• [Cuplikan Dokumen]:
□ □ □ □

Berita di Sulut
LBH Manado Tolak Perkebunan Kelapa Sawit Masuk ke Sulut
Satryano Pangkey, Community Organizer LBH Manado mengatakan, pihaknya menolak hadirnya sawit di Sulut.
Penulis: Siti Nurjanah | Editor: Aldi Ponge
TRIBUNMANADO.CO.ID - Aktivis LBH Manado menolak hadirnya perkebunan sawit di Sulawesi Utara (Sulut).
Satryano Pangkey, Community Organizer LBH Manado mengatakan, pihaknya menolak hadirnya sawit di Sulut.
"Kalau LBH untuk saat ini, mendesak agar aparat kepolisian yang berjaga di perkebunan sawit untuk mundur dari lahan garapan petani penggarap," bebernya, kepada Tribunmanado.co.id, Senin (22/7/2019).
Ia mengatakan menerima pengaduan dari petani di Desa Lolak, Lolak Tambulango, Lalow, Padang dan Desa Lolak II, Kecamatan Lolak, Kabupaten Bolaang Mongondow perihal keberadaan personel bersenjata Brimob Polres Kotamobagu di lahan penggarapan padi dan jagung warga di tanah milik Negara.

□ □ □ □

• [Daftar Entri]:

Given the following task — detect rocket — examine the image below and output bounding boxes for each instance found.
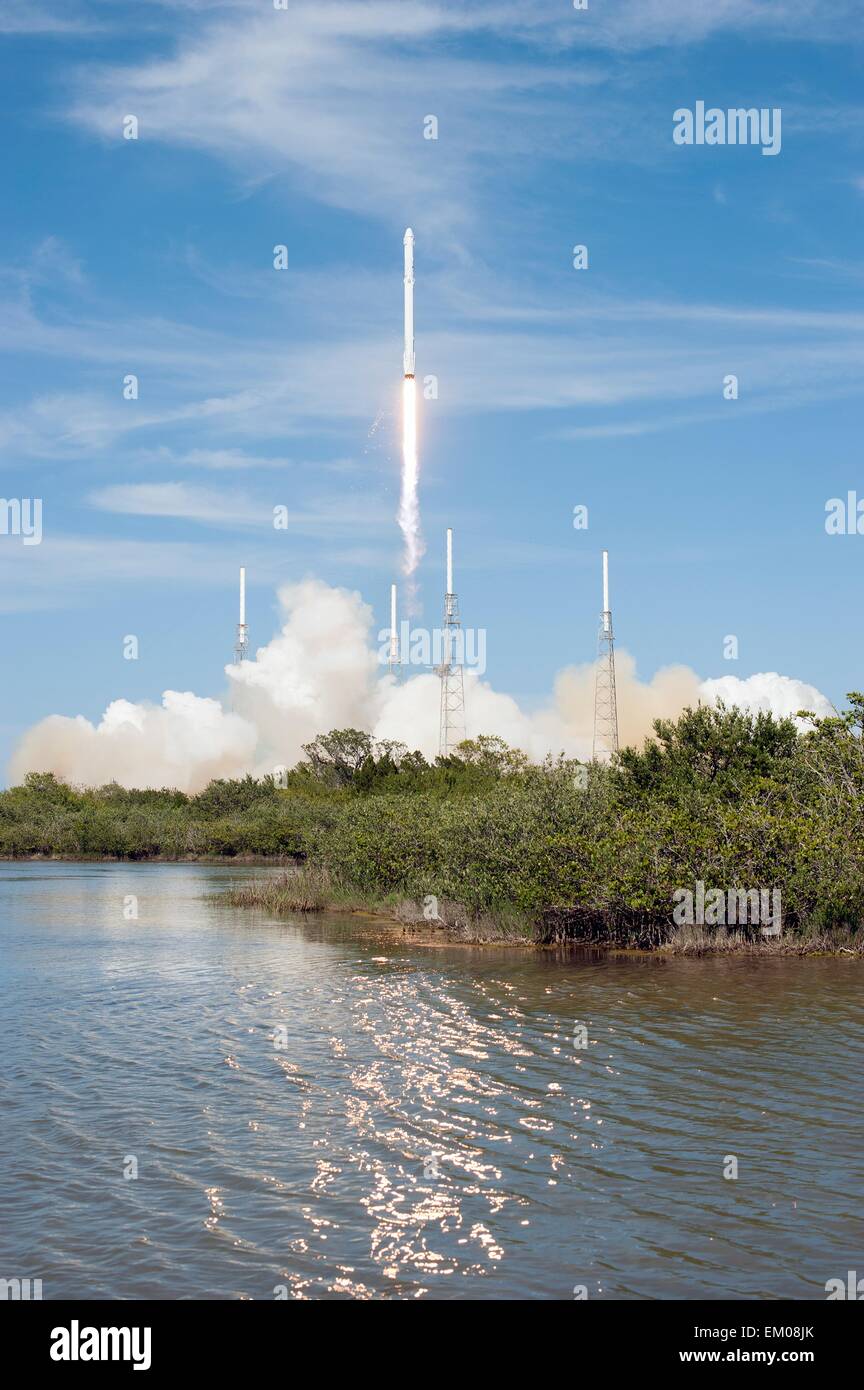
[401,227,414,381]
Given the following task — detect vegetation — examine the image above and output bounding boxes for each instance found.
[0,706,864,949]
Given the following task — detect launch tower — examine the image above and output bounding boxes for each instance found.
[438,528,465,758]
[592,550,618,763]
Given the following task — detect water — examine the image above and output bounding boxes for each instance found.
[0,863,864,1300]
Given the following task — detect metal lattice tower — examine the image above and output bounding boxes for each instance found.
[438,530,465,758]
[233,566,249,666]
[388,584,401,680]
[592,550,618,762]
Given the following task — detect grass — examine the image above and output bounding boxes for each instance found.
[660,926,864,959]
[218,866,533,942]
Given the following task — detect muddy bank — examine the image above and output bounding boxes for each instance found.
[218,869,864,959]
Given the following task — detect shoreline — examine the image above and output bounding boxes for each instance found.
[0,855,864,960]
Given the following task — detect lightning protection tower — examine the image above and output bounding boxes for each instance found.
[593,550,618,763]
[388,584,401,680]
[438,528,465,758]
[233,566,249,666]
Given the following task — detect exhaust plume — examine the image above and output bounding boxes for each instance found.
[10,580,832,792]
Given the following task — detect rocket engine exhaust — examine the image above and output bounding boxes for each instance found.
[399,227,425,595]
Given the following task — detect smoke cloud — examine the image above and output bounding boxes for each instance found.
[10,580,832,792]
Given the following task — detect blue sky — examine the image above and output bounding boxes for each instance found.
[0,0,864,778]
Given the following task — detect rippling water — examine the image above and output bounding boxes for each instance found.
[0,865,864,1300]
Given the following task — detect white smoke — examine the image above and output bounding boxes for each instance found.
[399,377,425,609]
[10,580,832,792]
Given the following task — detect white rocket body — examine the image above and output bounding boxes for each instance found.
[401,227,414,378]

□ □ □ □

• [Langkah Pengerjaan]:
a. Jawablah pertanyaan berikut berdasarkan cuplikan dokumen, masing-masing pada baris tersendiri dengan tanda yang sama.
(i) Siapa penulis berita ini?
(ii) Apa jabatan Satryano Pangkey di LBH Manado?
(iii) Personel bersenjata dari kesatuan mana yang disebut berada di lahan penggarapan padi dan jagung warga?
b. Buatlah ringkasan cuplikan dokumen dalam dua kalimat.

• [Jawaban Latihan]:
a.
(i) Siti Nurjanah.
(ii) Community Organizer.
(iii) Brimob Polres Kotamobagu.

b. LBH Manado menolak hadirnya perkebunan kelapa sawit di Sulawesi Utara, dan Community Organizer-nya, Satryano Pangkey, mendesak aparat kepolisian yang berjaga di perkebunan sawit untuk mundur dari lahan garapan petani penggarap. Satryano mengatakan menerima pengaduan dari petani di sejumlah desa di Kecamatan Lolak, Kabupaten Bolaang Mongondow, tentang keberadaan personel bersenjata Brimob Polres Kotamobagu di lahan padi dan jagung warga di tanah milik Negara.